======== Excerpted passage ========

Tainted dog food may harm humans

The public is being urged to use caution when handling pet food since a Connecticut resident became sick after contact with dog food contaminated with the salmonella bacteria.

The warning, issued by the state departments of public health and agriculture, said the Centers for Disease Control and Prevention are working with state public health officials to investigate 14 human illnesses in nine states that are linked to the recalled pet food. Last week, the U.S. Food and Drug Administration announced the recall after 11 brands of dry pet food produced by Diamond Pet Foods at its Gaston, S.C., facility were found to be contaminated with salmonella.

Bruce Sherman, director of the Bureau of Regulation and Inspection at the state agriculture department, said Tuesday that inspectors have identified about 80 stores in Connecticut that sell Diamond dog food and have begun inspections. All the stores visited thus far had removed the recalled food from their shelves, he said. The inspections are continuing.

======== Provided information ========

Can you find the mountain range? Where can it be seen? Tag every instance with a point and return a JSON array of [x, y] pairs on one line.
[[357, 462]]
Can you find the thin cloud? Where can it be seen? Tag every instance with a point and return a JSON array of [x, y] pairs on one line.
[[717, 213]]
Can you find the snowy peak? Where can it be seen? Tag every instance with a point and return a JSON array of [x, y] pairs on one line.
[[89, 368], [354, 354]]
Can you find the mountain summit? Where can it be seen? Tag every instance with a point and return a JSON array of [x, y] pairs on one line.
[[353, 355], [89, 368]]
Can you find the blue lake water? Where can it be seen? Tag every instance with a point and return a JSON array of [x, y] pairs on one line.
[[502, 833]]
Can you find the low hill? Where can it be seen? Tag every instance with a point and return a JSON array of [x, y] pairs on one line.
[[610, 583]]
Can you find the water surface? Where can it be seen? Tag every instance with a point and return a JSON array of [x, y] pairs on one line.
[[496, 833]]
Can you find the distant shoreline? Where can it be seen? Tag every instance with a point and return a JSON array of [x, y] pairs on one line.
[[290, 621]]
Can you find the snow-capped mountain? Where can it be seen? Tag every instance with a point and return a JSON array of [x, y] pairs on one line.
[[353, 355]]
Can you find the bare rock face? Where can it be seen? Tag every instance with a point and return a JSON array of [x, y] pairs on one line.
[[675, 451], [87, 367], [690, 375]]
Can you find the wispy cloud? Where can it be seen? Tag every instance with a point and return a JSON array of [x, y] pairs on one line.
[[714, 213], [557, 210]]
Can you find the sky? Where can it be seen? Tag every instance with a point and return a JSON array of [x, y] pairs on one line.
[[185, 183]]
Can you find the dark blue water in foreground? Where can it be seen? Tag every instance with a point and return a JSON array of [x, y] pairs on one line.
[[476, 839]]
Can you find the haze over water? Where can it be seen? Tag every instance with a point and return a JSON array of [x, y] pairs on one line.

========

* **Your task**: Swap "caution" for "care" in the stretch of the article on tainted dog food from "The public is" through "the salmonella bacteria.", and give that stretch again. Use only the article on tainted dog food for what comes next.

* **Final answer**:
The public is being urged to use care when handling pet food since a Connecticut resident became sick after contact with dog food contaminated with the salmonella bacteria.